===== AVAILABLE RECORDS =====

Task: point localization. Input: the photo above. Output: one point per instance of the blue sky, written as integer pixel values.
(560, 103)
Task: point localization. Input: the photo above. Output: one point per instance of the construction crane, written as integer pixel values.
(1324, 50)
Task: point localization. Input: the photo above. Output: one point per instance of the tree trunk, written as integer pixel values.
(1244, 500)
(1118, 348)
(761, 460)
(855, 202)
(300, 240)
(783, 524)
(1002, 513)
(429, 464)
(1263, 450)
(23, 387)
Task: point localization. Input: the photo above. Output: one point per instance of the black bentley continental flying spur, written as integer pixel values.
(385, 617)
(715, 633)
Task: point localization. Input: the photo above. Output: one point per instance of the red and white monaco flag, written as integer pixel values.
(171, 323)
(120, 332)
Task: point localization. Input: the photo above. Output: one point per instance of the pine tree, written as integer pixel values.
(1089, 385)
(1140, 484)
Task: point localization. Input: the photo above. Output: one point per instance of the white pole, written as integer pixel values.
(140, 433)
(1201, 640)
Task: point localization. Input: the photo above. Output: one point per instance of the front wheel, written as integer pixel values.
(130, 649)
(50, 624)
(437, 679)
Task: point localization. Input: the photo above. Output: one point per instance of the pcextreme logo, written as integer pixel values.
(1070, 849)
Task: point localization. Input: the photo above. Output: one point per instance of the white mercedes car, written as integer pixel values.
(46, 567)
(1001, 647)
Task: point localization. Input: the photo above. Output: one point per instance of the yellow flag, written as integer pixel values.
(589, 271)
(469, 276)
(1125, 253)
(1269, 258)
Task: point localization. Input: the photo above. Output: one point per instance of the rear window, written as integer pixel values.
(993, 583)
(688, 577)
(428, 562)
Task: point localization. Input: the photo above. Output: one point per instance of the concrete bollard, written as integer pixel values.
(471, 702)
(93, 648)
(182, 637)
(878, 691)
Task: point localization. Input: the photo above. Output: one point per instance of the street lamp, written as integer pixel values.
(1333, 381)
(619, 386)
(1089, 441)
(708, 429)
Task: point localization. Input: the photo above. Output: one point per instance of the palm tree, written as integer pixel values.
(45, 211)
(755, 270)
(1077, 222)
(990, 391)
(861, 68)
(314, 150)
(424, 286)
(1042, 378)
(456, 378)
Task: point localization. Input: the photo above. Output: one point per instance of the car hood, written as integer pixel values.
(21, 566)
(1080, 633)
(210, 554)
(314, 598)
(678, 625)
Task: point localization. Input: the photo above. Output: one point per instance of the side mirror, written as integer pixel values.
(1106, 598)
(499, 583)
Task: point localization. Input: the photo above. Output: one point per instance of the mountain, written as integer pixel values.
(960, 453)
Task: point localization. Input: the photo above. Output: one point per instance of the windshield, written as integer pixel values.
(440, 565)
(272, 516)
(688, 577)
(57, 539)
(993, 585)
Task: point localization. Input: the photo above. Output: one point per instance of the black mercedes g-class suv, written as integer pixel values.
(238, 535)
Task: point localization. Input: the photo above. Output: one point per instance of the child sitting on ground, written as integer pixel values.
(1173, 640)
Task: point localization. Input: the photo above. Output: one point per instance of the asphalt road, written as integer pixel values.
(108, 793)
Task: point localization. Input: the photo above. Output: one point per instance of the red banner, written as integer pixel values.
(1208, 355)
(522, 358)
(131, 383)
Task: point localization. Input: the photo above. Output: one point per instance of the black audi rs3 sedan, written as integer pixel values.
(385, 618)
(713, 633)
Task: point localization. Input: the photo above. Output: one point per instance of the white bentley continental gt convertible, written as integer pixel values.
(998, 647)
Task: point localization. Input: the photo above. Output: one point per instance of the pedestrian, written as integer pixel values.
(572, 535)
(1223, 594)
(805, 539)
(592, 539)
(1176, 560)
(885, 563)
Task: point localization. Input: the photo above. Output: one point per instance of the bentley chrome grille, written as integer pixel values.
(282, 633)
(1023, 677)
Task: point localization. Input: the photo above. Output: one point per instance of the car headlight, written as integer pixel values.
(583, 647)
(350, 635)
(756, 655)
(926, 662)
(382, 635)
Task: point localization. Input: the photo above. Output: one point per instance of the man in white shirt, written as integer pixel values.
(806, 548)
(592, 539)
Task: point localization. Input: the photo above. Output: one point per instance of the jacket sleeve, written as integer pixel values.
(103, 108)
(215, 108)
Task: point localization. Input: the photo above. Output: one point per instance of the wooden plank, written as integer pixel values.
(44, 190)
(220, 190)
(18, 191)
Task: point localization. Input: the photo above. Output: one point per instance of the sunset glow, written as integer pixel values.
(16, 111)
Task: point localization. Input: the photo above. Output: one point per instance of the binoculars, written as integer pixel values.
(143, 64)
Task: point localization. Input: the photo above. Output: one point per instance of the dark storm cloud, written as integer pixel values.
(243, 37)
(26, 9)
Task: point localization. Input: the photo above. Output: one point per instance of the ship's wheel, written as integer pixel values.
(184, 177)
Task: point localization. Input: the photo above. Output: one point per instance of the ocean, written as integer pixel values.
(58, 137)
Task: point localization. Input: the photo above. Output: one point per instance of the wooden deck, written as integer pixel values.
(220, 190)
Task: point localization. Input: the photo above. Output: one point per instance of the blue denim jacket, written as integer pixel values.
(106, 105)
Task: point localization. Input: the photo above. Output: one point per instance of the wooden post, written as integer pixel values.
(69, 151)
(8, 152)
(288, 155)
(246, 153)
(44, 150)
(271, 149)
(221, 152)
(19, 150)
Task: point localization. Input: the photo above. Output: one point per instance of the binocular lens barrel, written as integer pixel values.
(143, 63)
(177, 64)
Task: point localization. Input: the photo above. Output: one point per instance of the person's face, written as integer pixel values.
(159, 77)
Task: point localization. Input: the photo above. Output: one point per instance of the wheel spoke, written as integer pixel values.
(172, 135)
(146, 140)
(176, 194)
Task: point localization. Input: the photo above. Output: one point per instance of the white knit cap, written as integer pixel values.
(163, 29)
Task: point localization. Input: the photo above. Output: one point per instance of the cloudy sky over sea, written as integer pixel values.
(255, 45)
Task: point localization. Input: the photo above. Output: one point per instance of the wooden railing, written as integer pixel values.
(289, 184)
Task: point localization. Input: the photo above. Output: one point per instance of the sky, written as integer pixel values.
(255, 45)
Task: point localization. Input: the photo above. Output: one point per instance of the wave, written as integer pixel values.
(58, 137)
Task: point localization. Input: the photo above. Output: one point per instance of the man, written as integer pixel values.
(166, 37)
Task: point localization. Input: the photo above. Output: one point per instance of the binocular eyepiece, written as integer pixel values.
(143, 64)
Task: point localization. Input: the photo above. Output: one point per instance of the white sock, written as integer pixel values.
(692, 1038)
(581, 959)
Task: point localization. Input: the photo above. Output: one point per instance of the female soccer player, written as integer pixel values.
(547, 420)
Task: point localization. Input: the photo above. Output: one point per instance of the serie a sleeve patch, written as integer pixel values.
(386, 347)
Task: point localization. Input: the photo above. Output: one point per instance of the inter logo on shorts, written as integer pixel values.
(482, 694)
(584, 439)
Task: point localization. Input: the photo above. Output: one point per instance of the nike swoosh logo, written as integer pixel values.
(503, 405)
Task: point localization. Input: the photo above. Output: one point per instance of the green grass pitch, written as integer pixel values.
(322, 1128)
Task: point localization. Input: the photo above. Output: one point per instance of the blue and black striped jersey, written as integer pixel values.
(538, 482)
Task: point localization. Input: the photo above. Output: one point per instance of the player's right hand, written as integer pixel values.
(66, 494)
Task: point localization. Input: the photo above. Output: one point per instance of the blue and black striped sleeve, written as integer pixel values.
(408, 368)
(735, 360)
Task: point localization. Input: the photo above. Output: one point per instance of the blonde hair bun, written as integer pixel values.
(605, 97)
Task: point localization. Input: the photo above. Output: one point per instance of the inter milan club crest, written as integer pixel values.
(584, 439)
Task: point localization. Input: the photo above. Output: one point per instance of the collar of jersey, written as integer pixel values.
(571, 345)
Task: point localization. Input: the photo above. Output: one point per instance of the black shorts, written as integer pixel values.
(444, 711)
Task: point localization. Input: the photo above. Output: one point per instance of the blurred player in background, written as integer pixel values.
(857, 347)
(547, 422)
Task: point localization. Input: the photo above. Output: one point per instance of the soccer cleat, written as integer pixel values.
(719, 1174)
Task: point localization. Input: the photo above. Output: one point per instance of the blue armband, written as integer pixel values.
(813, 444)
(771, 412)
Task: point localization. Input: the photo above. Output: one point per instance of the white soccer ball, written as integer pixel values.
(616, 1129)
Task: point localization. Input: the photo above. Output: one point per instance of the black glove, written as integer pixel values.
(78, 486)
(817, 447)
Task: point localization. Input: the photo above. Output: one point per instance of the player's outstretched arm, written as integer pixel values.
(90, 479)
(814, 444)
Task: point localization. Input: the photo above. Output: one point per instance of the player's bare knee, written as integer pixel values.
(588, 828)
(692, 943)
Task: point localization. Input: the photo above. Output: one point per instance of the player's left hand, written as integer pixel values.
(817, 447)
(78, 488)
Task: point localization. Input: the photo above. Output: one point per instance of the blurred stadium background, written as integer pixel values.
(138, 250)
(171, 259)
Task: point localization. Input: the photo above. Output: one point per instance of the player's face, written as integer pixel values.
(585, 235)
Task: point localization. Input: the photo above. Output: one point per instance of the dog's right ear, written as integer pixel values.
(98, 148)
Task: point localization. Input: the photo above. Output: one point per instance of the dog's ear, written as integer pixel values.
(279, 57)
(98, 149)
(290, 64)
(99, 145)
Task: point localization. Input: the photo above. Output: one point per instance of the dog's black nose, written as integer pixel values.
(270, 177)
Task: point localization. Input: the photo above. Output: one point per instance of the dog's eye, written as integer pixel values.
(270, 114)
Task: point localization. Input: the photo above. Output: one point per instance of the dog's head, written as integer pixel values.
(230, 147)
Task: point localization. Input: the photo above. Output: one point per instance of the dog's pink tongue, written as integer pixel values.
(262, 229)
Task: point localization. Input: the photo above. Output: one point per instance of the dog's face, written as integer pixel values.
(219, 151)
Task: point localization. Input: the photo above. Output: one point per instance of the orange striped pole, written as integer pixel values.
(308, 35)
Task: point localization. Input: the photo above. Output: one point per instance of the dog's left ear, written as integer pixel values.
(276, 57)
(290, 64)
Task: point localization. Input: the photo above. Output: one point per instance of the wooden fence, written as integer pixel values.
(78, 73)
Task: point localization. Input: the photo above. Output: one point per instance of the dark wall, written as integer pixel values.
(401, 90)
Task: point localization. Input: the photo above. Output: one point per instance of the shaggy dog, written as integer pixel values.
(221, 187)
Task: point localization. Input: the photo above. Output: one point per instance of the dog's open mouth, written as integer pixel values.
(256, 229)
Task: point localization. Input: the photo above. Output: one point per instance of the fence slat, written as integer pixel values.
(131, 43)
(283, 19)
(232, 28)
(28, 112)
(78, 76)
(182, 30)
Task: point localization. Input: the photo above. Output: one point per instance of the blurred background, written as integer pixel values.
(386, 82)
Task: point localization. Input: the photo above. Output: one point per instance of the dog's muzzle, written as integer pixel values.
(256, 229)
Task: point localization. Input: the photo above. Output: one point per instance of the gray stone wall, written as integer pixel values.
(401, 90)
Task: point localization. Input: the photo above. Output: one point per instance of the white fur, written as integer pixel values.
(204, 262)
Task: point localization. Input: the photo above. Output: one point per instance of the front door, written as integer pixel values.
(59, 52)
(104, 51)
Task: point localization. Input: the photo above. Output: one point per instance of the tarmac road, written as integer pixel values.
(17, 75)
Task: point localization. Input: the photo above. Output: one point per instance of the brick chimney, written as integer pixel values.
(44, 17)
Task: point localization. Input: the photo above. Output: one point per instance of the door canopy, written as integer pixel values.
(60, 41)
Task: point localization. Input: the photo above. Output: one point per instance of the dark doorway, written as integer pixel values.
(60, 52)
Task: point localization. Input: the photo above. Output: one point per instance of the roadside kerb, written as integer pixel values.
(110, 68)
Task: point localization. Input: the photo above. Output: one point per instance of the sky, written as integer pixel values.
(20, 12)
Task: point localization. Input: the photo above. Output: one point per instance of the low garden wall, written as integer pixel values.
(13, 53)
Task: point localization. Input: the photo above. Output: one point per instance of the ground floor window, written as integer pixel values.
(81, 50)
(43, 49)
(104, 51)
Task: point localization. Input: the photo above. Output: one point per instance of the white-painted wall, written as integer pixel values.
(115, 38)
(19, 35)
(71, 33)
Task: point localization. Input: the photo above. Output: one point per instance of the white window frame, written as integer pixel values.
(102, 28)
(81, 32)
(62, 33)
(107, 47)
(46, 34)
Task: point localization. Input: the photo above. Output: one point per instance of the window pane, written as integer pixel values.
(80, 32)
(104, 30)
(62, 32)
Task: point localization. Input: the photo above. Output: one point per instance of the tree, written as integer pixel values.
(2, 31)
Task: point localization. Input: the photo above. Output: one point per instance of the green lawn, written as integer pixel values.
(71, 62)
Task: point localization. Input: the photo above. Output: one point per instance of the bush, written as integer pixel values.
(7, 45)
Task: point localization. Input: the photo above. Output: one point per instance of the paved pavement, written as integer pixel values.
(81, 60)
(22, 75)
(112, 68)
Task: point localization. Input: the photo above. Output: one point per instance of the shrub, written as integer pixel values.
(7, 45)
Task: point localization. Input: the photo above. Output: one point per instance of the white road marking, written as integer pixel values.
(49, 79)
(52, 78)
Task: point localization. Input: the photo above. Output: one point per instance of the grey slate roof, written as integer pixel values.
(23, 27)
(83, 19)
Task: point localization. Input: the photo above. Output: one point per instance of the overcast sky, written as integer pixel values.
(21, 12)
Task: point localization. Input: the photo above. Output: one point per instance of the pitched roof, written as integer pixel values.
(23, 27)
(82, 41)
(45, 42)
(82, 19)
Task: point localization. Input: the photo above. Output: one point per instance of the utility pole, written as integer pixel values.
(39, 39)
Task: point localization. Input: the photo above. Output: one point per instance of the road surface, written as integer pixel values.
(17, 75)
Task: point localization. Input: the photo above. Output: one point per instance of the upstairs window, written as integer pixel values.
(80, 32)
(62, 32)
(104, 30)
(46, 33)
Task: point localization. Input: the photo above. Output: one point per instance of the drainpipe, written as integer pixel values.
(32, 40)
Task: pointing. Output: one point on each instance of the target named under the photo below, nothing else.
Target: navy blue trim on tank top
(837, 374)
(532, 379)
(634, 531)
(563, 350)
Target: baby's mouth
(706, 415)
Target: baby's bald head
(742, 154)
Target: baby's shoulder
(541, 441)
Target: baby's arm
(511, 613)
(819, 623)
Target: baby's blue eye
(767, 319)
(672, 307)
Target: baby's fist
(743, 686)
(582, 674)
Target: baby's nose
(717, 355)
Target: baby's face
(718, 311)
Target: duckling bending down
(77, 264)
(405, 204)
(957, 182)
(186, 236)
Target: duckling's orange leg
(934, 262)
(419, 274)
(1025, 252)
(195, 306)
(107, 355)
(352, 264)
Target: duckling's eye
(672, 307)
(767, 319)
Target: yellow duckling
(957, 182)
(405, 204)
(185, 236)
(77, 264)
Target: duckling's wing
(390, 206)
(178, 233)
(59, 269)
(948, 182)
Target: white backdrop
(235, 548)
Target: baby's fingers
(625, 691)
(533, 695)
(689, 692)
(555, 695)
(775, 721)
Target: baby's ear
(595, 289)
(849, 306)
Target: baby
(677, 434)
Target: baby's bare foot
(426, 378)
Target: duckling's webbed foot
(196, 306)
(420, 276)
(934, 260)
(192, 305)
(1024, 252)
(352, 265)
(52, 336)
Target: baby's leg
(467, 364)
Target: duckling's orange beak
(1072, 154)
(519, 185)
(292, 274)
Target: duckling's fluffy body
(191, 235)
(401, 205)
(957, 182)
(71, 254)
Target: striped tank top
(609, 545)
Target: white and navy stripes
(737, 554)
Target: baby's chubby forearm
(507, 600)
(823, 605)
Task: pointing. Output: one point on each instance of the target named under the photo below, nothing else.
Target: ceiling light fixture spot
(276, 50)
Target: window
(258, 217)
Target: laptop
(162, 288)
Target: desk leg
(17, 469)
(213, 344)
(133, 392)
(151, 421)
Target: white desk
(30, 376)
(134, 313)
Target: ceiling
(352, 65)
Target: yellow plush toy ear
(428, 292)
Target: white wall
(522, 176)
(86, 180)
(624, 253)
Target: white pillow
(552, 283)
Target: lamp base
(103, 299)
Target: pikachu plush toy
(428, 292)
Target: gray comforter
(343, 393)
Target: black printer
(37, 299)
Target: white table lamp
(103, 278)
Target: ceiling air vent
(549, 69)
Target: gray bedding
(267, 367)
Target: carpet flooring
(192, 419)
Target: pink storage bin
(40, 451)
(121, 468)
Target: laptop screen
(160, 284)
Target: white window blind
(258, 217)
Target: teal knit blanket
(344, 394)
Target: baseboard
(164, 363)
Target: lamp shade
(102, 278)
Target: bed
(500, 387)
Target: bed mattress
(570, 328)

=====

_WHAT IS BEING ASKED_. Set out, exactly as written, the lines from the line with "Target: pink storage bin" to the last line of the records, inclusive, and only those lines.

_WRITTEN ANSWER_.
Target: pink storage bin
(40, 451)
(121, 468)
Target: laptop screen
(160, 284)
Target: white window blind
(258, 217)
Target: teal knit blanket
(344, 394)
Target: baseboard
(164, 363)
Target: lamp shade
(102, 278)
Target: bed
(500, 387)
Target: bed mattress
(570, 328)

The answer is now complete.